## Begin

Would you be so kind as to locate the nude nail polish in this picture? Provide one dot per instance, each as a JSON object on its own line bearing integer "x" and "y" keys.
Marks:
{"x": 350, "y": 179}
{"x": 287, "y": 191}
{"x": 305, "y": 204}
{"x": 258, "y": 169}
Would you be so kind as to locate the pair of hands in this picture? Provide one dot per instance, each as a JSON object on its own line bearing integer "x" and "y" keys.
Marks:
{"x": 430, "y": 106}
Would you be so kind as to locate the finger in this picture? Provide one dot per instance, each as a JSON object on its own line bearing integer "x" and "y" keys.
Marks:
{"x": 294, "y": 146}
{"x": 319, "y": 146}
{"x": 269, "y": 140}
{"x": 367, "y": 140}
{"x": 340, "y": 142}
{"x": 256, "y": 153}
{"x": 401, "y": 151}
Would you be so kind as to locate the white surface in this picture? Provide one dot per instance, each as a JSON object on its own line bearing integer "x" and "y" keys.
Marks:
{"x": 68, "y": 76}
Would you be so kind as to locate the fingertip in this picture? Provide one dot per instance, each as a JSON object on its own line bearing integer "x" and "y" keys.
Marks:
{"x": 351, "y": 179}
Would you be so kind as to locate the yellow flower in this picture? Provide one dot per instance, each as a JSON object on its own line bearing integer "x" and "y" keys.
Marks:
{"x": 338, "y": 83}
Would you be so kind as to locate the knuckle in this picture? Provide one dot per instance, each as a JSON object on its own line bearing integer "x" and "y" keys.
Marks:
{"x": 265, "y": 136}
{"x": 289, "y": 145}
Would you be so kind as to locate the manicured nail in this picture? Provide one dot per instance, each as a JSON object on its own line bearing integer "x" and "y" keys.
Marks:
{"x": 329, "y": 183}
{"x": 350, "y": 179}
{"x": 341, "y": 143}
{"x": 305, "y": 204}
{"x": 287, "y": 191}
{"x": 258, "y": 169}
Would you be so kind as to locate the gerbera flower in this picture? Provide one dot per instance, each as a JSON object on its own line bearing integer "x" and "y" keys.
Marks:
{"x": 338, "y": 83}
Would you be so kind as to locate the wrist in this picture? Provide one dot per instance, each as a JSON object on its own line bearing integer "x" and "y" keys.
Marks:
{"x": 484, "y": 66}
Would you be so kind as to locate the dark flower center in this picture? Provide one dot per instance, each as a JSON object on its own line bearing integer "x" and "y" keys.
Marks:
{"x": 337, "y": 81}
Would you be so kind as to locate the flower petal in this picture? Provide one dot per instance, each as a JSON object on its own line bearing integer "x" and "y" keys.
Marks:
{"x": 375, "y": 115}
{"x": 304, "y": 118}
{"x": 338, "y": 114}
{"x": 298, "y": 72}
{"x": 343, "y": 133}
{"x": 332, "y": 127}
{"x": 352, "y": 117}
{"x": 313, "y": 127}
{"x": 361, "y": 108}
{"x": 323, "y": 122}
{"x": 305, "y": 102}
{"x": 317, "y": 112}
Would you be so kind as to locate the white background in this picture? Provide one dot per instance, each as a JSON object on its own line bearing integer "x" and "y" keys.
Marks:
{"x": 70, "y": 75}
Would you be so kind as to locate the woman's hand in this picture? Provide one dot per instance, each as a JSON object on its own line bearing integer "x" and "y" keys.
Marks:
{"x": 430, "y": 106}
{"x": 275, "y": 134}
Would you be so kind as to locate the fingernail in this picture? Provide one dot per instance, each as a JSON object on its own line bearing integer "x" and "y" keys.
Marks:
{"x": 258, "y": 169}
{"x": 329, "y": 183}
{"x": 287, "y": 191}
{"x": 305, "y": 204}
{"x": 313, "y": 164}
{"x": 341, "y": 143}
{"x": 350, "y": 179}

## End
## Begin

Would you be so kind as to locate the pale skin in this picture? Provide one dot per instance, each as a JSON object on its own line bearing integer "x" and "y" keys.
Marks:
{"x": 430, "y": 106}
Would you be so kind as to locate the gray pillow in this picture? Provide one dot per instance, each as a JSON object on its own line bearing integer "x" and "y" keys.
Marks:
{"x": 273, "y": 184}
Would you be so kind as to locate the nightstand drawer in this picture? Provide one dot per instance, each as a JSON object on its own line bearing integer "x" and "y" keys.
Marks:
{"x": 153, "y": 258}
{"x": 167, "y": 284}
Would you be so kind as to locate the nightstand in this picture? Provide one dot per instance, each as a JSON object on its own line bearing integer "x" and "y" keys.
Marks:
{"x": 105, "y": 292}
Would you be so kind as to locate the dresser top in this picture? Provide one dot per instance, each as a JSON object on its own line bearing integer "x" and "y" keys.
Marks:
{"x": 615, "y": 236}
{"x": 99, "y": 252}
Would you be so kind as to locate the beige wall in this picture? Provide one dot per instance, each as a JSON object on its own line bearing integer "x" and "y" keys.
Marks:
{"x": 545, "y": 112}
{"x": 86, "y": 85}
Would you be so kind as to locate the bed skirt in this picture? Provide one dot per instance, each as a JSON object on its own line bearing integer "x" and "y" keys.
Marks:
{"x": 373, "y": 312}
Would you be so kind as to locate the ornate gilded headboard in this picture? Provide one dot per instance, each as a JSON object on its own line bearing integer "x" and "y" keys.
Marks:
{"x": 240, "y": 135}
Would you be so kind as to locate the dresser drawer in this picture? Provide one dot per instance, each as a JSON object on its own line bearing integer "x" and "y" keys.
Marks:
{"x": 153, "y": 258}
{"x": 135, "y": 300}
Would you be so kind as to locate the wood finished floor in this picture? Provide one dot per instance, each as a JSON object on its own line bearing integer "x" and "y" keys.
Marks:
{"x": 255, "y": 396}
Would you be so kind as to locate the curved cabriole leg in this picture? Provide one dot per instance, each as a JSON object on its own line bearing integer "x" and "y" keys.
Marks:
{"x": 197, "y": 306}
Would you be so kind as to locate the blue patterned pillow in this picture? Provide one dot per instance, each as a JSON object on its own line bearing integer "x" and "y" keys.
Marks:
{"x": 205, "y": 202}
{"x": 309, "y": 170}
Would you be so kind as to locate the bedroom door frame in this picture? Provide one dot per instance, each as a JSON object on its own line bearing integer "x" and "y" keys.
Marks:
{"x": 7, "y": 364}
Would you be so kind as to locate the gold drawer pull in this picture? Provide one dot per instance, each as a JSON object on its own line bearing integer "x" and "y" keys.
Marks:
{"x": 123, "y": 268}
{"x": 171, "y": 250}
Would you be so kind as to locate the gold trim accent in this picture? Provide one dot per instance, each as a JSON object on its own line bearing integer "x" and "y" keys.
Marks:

## End

- The request
Extract each line of the material above that contains the string "dresser", reproducing those lines in their original order.

- Worked solution
Would you be so kind as to locate the dresser top in this picture? Provide one dot per instance, each as a JSON object on its own line bearing integer "x" and "y" keys.
Would you be so kind as to locate the dresser drawer in this picture? Provide one dot per instance, each as a JSON object on its own line bearing integer "x" and "y" keys.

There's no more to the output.